(Set of tasks):
(1) Reproduce the passage of the collective enfranchisement guide from "This guide describes" up to and including "difference is ownership.".
(2) Answer these questions using the collective enfranchisement guide, and mark each answer with its matching letter.
(a) In which two places does collective enfranchisement not apply?
(b) Under Right to Manage, who still receives the ground rent?
(c) What lease length does the company often grant to participating leaseholders?
(3) Summarize the collective enfranchisement guide in two sentences.

(Selected text):
+++++
Leasehold Advice
Collective Enfranchisement: Buying the Freehold
Collective enfranchisement is the right for the leaseholders in a block to buy the freehold of their building together. This guide covers how it works, what it costs and what it means when you sell.
Overview
Collective enfranchisement is the statutory right for the leaseholders in a block of flats to buy the freehold of their building together. It is the ownership counterpart to Right to Manage: Right to Manage hands the leaseholders control of how the building is run, while collective enfranchisement hands them ownership of the freehold itself.
The leaseholders who want to take part club together, pay a price for the freehold and end up owning it collectively, usually through a company set up for the job. It costs more than Right to Manage and takes longer, but it is the more complete and permanent answer: the leaseholders become their own freeholder, can grant themselves long leases at a peppercorn ground rent and run the building for good. This guide explains how it works, whether your building qualifies, what it costs and how it affects a sale.
This guide describes the law in England and Wales. Collective enfranchisement is a feature of the leasehold system in England and Wales and does not apply in Scotland or Northern Ireland.
What It Is, and How It Differs from Right to Manage
Collective enfranchisement and Right to Manage are often spoken about together, and they do solve overlapping problems, but they are not the same thing. The difference is ownership.
The Right to Manage comparison
Right to Manage transfers the running of the building to the leaseholders. The freeholder still owns the freehold, still receives the ground rent and can still sell the freehold on. Collective enfranchisement transfers the freehold itself: the leaseholders buy it, so there is no longer an outside freeholder at all. Right to Manage has no purchase price, only the leaseholders' own costs. Collective enfranchisement means paying a premium for the freehold as well, so it is more expensive and more involved. The trade-off is that it is permanent and complete. For the management-only route, see our guide on Right to Manage explained.
What owning the freehold gives you
Once the leaseholders own the freehold, through their company, they are their own landlord. The company can grant the participating leaseholders new, much longer leases, often 999 years, at a peppercorn ground rent, which deals with lease length and ground rent in a single move. The leaseholders control the management directly and decide who the managing agent is or whether to self-manage. There is no third party taking a ground rent or a commission. The flats are then described as having a share of freehold, which is generally regarded as a stronger position than ordinary leasehold. For how the three tenures compare, see Leasehold vs Freehold explained.
+++++
Excerpts from point annotation data:

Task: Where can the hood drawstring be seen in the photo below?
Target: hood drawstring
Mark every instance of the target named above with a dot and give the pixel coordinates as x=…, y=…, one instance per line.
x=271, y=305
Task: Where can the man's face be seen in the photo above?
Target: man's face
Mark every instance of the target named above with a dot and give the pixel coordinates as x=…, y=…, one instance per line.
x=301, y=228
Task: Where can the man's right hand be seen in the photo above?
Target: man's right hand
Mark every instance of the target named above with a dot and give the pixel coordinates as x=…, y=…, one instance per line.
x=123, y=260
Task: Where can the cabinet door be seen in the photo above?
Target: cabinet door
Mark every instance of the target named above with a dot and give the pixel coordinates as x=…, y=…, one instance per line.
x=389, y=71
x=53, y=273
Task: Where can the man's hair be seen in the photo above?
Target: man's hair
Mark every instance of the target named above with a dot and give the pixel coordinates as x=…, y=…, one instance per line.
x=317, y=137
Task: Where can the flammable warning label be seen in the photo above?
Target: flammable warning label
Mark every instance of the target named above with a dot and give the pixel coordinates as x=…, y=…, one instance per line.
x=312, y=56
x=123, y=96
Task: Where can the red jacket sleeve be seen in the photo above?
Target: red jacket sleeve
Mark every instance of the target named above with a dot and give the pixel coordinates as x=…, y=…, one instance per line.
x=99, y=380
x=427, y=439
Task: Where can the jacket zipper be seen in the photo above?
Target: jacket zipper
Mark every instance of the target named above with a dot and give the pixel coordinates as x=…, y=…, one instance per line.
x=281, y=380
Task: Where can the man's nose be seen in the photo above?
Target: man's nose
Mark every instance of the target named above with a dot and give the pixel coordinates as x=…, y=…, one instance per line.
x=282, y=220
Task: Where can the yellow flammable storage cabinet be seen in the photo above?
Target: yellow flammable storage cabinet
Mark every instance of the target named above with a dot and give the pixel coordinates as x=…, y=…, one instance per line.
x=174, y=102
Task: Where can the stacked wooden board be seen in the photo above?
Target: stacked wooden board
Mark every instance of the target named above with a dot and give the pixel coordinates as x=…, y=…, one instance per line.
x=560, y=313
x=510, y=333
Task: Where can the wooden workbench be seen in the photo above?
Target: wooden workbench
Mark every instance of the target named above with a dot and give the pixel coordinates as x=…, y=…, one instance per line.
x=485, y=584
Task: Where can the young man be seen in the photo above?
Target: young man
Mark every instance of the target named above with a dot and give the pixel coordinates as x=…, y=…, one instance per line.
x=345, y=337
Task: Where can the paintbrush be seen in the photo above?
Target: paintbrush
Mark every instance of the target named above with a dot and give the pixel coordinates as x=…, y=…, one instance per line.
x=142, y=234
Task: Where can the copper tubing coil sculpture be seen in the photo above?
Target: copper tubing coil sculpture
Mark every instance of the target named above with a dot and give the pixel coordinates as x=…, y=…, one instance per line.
+++++
(Solved problems):
(1)
This guide describes the law in England and Wales. Collective enfranchisement is a feature of the leasehold system in England and Wales and does not apply in Scotland or Northern Ireland.
What It Is, and How It Differs from Right to Manage
Collective enfranchisement and Right to Manage are often spoken about together, and they do solve overlapping problems, but they are not the same thing. The difference is ownership.

(2)
(a) Scotland and Northern Ireland
(b) The freeholder
(c) 999 years

(3) Collective enfranchisement is the statutory right of leaseholders in a block of flats in England and Wales to buy the freehold of their building together, usually through a company. Unlike Right to Manage, which transfers only the running of the building, it costs a premium for the freehold but makes the leaseholders their own landlord, able to grant themselves long leases at a peppercorn ground rent.